[INSTRUCTIONS TO FOLLOW] Lay out every line of the records below as a numbered list, skipping any blank lines.

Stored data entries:
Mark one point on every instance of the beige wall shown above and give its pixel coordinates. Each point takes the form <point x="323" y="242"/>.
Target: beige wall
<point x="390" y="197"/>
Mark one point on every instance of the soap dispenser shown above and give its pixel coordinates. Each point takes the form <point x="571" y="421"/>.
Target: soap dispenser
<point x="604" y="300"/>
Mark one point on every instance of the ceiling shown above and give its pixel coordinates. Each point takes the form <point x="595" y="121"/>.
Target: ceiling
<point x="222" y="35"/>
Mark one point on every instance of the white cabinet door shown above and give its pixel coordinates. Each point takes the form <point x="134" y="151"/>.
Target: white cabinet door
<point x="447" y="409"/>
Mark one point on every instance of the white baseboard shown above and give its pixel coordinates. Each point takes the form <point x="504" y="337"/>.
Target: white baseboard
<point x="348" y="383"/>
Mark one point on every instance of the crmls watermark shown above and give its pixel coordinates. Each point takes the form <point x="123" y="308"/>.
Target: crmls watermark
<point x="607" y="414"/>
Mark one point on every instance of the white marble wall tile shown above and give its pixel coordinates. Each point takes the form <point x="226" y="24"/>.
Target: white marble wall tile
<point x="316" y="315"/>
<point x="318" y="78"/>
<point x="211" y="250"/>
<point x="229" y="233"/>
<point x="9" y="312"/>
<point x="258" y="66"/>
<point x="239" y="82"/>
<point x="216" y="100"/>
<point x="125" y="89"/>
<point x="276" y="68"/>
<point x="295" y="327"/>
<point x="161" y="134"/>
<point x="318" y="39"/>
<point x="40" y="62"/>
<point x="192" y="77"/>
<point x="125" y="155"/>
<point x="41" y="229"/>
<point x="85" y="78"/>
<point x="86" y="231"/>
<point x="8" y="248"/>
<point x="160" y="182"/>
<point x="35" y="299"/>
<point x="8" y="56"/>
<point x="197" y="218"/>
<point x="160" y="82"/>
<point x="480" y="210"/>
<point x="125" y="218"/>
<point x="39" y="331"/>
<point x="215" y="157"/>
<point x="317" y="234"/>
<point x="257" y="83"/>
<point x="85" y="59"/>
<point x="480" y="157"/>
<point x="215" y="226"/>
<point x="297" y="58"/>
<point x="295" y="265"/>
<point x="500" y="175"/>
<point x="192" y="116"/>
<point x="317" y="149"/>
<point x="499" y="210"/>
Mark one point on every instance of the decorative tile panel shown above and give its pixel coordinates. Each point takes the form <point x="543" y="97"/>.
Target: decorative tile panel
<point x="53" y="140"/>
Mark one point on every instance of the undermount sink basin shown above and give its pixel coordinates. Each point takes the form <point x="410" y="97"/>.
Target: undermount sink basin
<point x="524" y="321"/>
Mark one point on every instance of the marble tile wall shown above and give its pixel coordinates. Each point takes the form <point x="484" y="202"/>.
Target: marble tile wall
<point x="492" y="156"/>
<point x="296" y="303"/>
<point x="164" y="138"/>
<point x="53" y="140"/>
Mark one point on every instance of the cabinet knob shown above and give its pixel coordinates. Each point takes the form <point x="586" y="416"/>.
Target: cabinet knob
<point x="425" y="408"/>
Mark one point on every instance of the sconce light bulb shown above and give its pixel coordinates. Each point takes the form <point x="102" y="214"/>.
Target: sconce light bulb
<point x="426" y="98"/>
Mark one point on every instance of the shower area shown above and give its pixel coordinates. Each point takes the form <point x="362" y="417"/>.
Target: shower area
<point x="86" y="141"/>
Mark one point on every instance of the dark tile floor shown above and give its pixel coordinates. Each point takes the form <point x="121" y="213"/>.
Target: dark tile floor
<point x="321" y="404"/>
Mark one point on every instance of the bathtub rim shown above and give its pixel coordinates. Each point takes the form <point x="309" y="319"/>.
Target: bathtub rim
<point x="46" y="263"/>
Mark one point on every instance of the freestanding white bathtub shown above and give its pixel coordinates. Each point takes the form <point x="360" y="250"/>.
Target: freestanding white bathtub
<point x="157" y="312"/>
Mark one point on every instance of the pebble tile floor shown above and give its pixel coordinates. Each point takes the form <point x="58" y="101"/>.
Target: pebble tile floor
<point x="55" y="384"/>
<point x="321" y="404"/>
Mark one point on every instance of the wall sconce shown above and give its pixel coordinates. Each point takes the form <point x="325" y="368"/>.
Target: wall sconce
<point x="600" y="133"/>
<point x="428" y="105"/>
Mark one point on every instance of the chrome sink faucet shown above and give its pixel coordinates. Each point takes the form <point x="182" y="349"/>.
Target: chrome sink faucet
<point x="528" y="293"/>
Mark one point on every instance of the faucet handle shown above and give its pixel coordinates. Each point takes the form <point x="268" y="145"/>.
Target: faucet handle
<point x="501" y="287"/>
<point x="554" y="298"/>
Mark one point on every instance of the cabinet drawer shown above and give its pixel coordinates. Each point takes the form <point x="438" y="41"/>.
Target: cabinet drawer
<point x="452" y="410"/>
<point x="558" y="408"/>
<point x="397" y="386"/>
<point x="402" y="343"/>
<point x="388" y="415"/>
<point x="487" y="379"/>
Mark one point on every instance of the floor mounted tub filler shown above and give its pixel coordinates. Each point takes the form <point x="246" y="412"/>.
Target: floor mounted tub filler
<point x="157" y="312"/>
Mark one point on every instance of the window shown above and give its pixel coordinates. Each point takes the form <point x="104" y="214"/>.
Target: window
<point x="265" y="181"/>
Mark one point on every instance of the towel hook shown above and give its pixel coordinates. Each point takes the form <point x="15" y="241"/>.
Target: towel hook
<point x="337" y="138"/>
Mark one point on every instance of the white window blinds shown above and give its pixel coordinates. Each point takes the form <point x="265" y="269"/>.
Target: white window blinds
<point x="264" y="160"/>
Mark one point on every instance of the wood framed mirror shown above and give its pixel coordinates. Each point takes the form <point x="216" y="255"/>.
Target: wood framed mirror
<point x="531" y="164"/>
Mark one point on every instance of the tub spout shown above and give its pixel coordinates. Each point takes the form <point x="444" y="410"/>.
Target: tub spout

[SOLUTION]
1. Mark one point on every instance of the beige wall shown above and give its pixel coordinates. Each point takes the form <point x="323" y="242"/>.
2. Target: beige wall
3. <point x="390" y="197"/>
4. Mark one point on every instance of the soap dispenser shown above and give its pixel coordinates. Each point takes the form <point x="571" y="421"/>.
5. Target: soap dispenser
6. <point x="604" y="300"/>
7. Mark one point on every instance of the ceiling shown above and give its pixel coordinates. Each point takes the form <point x="595" y="121"/>.
8. Target: ceiling
9. <point x="222" y="35"/>
10. Mark one point on every instance of the white cabinet door shown above and give its pixel coordinates. Each point takes the form <point x="134" y="151"/>.
11. Target: white cabinet door
12. <point x="447" y="409"/>
13. Mark one point on every instance of the white baseboard shown above and give its pixel coordinates. Each point takes the form <point x="504" y="337"/>.
14. Target: white baseboard
15. <point x="348" y="383"/>
16. Mark one point on every instance of the crmls watermark shown above and give its pixel coordinates. Each point takes the form <point x="123" y="308"/>.
17. Target: crmls watermark
18. <point x="607" y="414"/>
19. Mark one point on every instance of the white marble wall tile shown above and give its pixel coordinates. Each point takes the form <point x="226" y="24"/>.
20. Target: white marble wall tile
21. <point x="316" y="315"/>
22. <point x="318" y="78"/>
23. <point x="211" y="250"/>
24. <point x="229" y="233"/>
25. <point x="9" y="312"/>
26. <point x="258" y="66"/>
27. <point x="239" y="82"/>
28. <point x="216" y="100"/>
29. <point x="125" y="89"/>
30. <point x="276" y="68"/>
31. <point x="295" y="327"/>
32. <point x="161" y="134"/>
33. <point x="318" y="39"/>
34. <point x="40" y="62"/>
35. <point x="192" y="77"/>
36. <point x="125" y="155"/>
37. <point x="41" y="229"/>
38. <point x="85" y="78"/>
39. <point x="86" y="231"/>
40. <point x="8" y="248"/>
41. <point x="160" y="182"/>
42. <point x="35" y="299"/>
43. <point x="8" y="56"/>
44. <point x="197" y="218"/>
45. <point x="160" y="82"/>
46. <point x="480" y="210"/>
47. <point x="125" y="218"/>
48. <point x="39" y="331"/>
49. <point x="215" y="157"/>
50. <point x="317" y="234"/>
51. <point x="257" y="83"/>
52. <point x="85" y="59"/>
53. <point x="480" y="157"/>
54. <point x="215" y="226"/>
55. <point x="297" y="58"/>
56. <point x="295" y="265"/>
57. <point x="500" y="175"/>
58. <point x="192" y="116"/>
59. <point x="317" y="149"/>
60. <point x="499" y="210"/>
61. Mark one point on every instance of the decorative tile panel shown above and give its pixel coordinates. Each point takes the form <point x="543" y="97"/>.
62. Target: decorative tile panel
63. <point x="53" y="140"/>
64. Mark one point on every instance of the undermount sink basin shown above and give its pixel coordinates. Each point takes the form <point x="410" y="97"/>.
65. Target: undermount sink basin
66. <point x="524" y="321"/>
67. Mark one point on every instance of the marble tile wall shown above and give its pixel coordinates. Each point takes the form <point x="484" y="202"/>.
68. Target: marble tile wall
69. <point x="492" y="156"/>
70. <point x="296" y="303"/>
71. <point x="164" y="138"/>
72. <point x="53" y="140"/>
73. Mark one point on every instance of the cabinet knob shown above and give its pixel coordinates. Each point takes the form <point x="586" y="416"/>.
74. Target: cabinet knob
75. <point x="425" y="408"/>
76. Mark one point on every instance of the sconce light bulb shown above and give its pixel coordinates. Each point takes the form <point x="102" y="214"/>.
77. Target: sconce light bulb
78. <point x="426" y="98"/>
79. Mark one point on every instance of the shower area shown above and give its pixel coordinates. Each point takes the form <point x="362" y="417"/>.
80. Target: shower area
81. <point x="86" y="141"/>
82. Mark one point on every instance of the dark tile floor shown above and give its pixel coordinates. Each point takes the form <point x="121" y="213"/>.
83. Target: dark tile floor
84. <point x="321" y="404"/>
85. Mark one point on every instance of the bathtub rim shown above and give its pixel coordinates. Each point takes the form <point x="309" y="319"/>.
86. Target: bathtub rim
87. <point x="46" y="263"/>
88. Mark one point on every instance of the freestanding white bathtub shown above and give its pixel coordinates. Each point takes the form <point x="360" y="250"/>.
89. Target: freestanding white bathtub
90. <point x="157" y="312"/>
91. Mark one point on every instance of the pebble tile floor shown above and give its pixel coordinates. Each point takes the form <point x="58" y="101"/>.
92. Target: pebble tile floor
93. <point x="55" y="384"/>
94. <point x="321" y="404"/>
95. Mark one point on every instance of the wall sconce shown above and give its pixel coordinates. Each point takes the form <point x="325" y="368"/>.
96. Target: wall sconce
97. <point x="600" y="133"/>
98. <point x="428" y="105"/>
99. Mark one point on every instance of the chrome sink faucet shown above and give its pixel coordinates. Each point takes the form <point x="182" y="349"/>.
100. Target: chrome sink faucet
101. <point x="528" y="293"/>
102. Mark one point on every instance of the faucet handle shown above and give its pixel coordinates. Each point takes the form <point x="268" y="145"/>.
103. Target: faucet handle
104. <point x="501" y="287"/>
105. <point x="554" y="298"/>
106. Mark one point on every instance of the cabinet drawer shown above and give its pixel coordinates. Each point takes the form <point x="438" y="41"/>.
107. Target: cabinet drawer
108. <point x="452" y="410"/>
109. <point x="558" y="408"/>
110. <point x="397" y="386"/>
111. <point x="402" y="343"/>
112. <point x="388" y="415"/>
113. <point x="487" y="379"/>
114. Mark one point on every instance of the floor mounted tub filler shown above and give its pixel coordinates. Each point takes the form <point x="246" y="412"/>.
115. Target: floor mounted tub filler
116. <point x="157" y="312"/>
117. Mark one point on every instance of the window shown above and give its pixel coordinates. Each point takes the form <point x="104" y="214"/>.
118. Target: window
119. <point x="265" y="181"/>
120. Mark one point on every instance of the towel hook shown above and give its pixel coordinates. Each point takes the form <point x="15" y="241"/>.
121. Target: towel hook
122. <point x="337" y="138"/>
123. Mark one point on every instance of the white window blinds shown above and give its pixel coordinates. Each point takes the form <point x="265" y="269"/>.
124. Target: white window blinds
125. <point x="264" y="160"/>
126. Mark one point on every instance of the wood framed mirror shown above and give its pixel coordinates. Each point takes the form <point x="216" y="255"/>.
127. Target: wood framed mirror
128. <point x="531" y="164"/>
129. Mark one point on every instance of the tub spout shown above and give its pixel coordinates. Each point takes the form <point x="444" y="410"/>.
130. Target: tub spout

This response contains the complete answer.